▶ **Exercise requirements**:
Please rewrite the records below with every "one pair per line" changed to "one coordinate pair per line", leaving everything else unchanged.

Point annotation records
-=-=-=-=-
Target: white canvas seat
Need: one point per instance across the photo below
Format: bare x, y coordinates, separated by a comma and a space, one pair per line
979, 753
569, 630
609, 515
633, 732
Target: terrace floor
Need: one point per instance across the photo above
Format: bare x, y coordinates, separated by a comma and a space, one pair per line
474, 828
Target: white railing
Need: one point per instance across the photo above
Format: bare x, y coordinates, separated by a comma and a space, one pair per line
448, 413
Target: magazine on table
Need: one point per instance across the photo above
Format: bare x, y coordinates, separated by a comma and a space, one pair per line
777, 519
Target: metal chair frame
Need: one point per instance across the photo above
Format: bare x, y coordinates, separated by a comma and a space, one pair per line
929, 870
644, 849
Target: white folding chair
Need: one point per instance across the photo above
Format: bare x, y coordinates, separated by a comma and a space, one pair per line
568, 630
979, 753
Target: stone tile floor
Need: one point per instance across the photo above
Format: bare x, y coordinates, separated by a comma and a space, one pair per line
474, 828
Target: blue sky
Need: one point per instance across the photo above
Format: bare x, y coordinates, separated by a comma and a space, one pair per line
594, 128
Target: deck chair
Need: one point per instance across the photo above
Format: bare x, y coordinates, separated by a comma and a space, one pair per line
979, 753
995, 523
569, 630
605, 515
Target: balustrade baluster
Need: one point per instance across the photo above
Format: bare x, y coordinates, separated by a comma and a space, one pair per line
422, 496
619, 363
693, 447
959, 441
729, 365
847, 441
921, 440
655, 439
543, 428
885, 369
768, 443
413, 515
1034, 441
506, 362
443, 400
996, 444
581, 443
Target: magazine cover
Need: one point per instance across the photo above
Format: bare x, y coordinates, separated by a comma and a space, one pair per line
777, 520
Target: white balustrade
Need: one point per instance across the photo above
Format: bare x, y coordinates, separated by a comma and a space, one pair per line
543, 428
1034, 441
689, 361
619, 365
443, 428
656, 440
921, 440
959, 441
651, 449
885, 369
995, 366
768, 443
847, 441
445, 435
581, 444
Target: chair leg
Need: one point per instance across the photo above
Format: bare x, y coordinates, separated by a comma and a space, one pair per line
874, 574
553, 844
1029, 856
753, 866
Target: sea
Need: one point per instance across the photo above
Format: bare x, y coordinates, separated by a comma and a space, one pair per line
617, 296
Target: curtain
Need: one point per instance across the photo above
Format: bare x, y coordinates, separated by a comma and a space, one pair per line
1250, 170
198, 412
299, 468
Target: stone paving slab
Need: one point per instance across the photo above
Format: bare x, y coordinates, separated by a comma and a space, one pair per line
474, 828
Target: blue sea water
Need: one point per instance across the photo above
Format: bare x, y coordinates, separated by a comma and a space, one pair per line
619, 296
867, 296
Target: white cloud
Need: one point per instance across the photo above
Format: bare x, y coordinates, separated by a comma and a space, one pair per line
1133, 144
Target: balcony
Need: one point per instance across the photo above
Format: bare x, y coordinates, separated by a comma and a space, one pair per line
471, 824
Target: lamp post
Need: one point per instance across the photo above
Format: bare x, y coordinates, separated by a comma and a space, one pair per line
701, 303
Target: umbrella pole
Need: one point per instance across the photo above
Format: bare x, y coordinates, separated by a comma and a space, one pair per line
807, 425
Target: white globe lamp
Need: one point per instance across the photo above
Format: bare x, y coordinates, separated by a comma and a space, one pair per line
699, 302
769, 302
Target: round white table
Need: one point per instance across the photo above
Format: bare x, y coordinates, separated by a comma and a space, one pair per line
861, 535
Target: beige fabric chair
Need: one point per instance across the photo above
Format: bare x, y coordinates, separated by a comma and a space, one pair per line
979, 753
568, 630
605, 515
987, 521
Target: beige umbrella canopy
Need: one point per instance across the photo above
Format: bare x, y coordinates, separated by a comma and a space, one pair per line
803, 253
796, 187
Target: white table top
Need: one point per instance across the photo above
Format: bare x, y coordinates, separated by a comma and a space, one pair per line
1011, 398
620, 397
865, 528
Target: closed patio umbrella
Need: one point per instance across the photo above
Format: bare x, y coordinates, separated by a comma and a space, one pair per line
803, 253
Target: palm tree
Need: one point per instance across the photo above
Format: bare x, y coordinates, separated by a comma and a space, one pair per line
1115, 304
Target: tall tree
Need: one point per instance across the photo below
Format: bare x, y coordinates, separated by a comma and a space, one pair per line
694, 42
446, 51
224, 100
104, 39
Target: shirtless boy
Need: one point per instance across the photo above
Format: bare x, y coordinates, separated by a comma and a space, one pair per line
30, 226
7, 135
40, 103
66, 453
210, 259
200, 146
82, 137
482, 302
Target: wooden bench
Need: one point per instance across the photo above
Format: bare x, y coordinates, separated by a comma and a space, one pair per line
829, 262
-=-=-=-=-
▶ **Exercise output**:
Target: white canvas seat
Need: one point per instance across the photo below
Format: bare x, y coordinates, separated by a comma and a space, one coordinate pair per line
979, 753
569, 630
609, 515
633, 732
Target: terrace floor
Need: one point per instance across the photo above
Format: bare x, y coordinates, separated by a comma and a space, one coordinate pair per line
474, 828
Target: white railing
Need: one point per instance across the photo above
Format: bare x, y coordinates, separated by a comma and a space, one coordinate pair per line
448, 413
Target: magazine on table
Need: one point per instance across the photo above
Format: bare x, y coordinates, separated by a comma and a space, one coordinate pair per line
777, 519
Target: metal chair frame
Need: one point per instance across the photo above
Format: bare x, y coordinates, separated by a comma and a space, one coordinate pair per line
929, 870
644, 849
Target: white folding chair
Need: one point per instance across the photo above
Format: bare x, y coordinates, separated by a comma and a space, one coordinate pair per line
568, 630
979, 753
Target: stone tile floor
Need: one point per instance across the photo above
Format: bare x, y coordinates, separated by a comma and a space, one coordinate pair per line
474, 828
Target: blue sky
Need: one point per instance across the photo above
Format: bare x, y coordinates, separated by a comma and a space, one coordinate pair per line
594, 128
Target: deck chair
Need: one point per instance across the photo above
Format: bare x, y coordinates, separated by a comma and a space, one coordinate pair per line
979, 753
995, 523
569, 630
605, 515
Target: balustrade baluster
Need: one point per instance across the photo above
Format: bare x, y coordinates, separated by a comma and a space, one coordinate pair per line
422, 496
619, 363
693, 447
959, 441
729, 365
847, 441
921, 440
655, 439
543, 428
885, 369
768, 443
413, 515
1034, 441
506, 362
443, 400
996, 444
581, 443
Target: magazine cover
Need: one point per instance across the photo above
Format: bare x, y coordinates, separated by a comma and a space, one coordinate pair per line
777, 520
Target: white balustrade
Need: one point per instance across the photo above
Format: bare x, y coordinates, separated by a comma and a space, one coordinate pair per line
543, 428
1034, 441
689, 361
619, 365
443, 428
656, 440
921, 440
959, 441
651, 449
885, 369
995, 366
768, 443
847, 441
445, 435
581, 444
Target: chair leg
Need: one point per instance across the photo above
Format: bare x, y coordinates, separated by a comma and a space, one coordinate pair per line
874, 574
553, 844
1029, 856
753, 866
Target: sea
Need: one point per instance across the photo above
Format: bare x, y coordinates, separated by a comma and a space, one coordinate pair per line
617, 296
Target: curtain
Need: one point per instance across the photo above
Format: bare x, y coordinates, separated by a comma and a space, one coordinate pair per line
1250, 170
198, 412
299, 468
Target: stone paving slab
Need: one point per instance across the photo above
Format: bare x, y coordinates, separated by a comma and a space, one coordinate pair per line
474, 828
Target: blue sea water
Need: one point per instance across the photo above
Format: bare x, y coordinates, separated by a comma and a space, one coordinate pair per line
619, 296
867, 296
Target: white cloud
Need: one point per instance across the photo above
Format: bare x, y coordinates, separated by a comma and a space, one coordinate pair per line
1133, 144
Target: balcony
Need: one point per instance across the photo above
Format: bare x, y coordinates, separated by a comma and a space, one coordinate pair per line
471, 824
Target: lamp post
Need: one point per instance across the photo above
Format: bare x, y coordinates, separated by a comma and a space, one coordinate pair per line
701, 303
Target: umbrella pole
Need: one point per instance across the photo above
Format: bare x, y coordinates, separated by a comma and a space, one coordinate pair per line
807, 425
Target: white globe lamp
Need: one point per instance across the photo above
Format: bare x, y coordinates, separated by a comma and a space, one coordinate pair per line
699, 302
769, 302
Target: round white table
Need: one point per instance across the photo above
Format: bare x, y coordinates, separated by a comma and a space, one coordinate pair per line
861, 535
Target: beige fabric chair
Need: one point per instance across the photo above
Format: bare x, y coordinates, separated by a comma and a space, one coordinate pair per line
979, 753
568, 630
605, 515
987, 521
Target: beige umbrella canopy
Need: one point per instance across the photo above
Format: bare x, y coordinates, separated by a comma and a space, one coordinate pair per line
803, 253
796, 187
Target: white table top
Need: one point per instance across the photo above
Format: bare x, y coordinates, separated by a comma and a space, one coordinate pair per line
1011, 398
620, 397
865, 528
Target: closed patio umbrella
Need: one point per instance across the photo above
Format: bare x, y coordinates, separated by a comma and a space, one coordinate pair per line
803, 253
Target: palm tree
Need: one point per instance across the photo above
Format: bare x, y coordinates, separated by a comma and a space, one coordinate pair per line
1115, 304
Target: tall tree
Need: one point per instance across the photo below
Format: bare x, y coordinates, separated by a comma and a space, one coordinate pair per line
694, 42
446, 51
224, 100
104, 39
Target: shirtless boy
Need: one point per instance across the photo above
Format: bare x, y coordinates, separated by a comma and a space, one coordinate pair per line
30, 226
7, 135
40, 103
66, 453
210, 259
200, 146
82, 137
482, 302
Target: wooden bench
Need: one point per instance across the photo above
Format: bare x, y coordinates, separated by a comma and a space, one coordinate pair per line
829, 262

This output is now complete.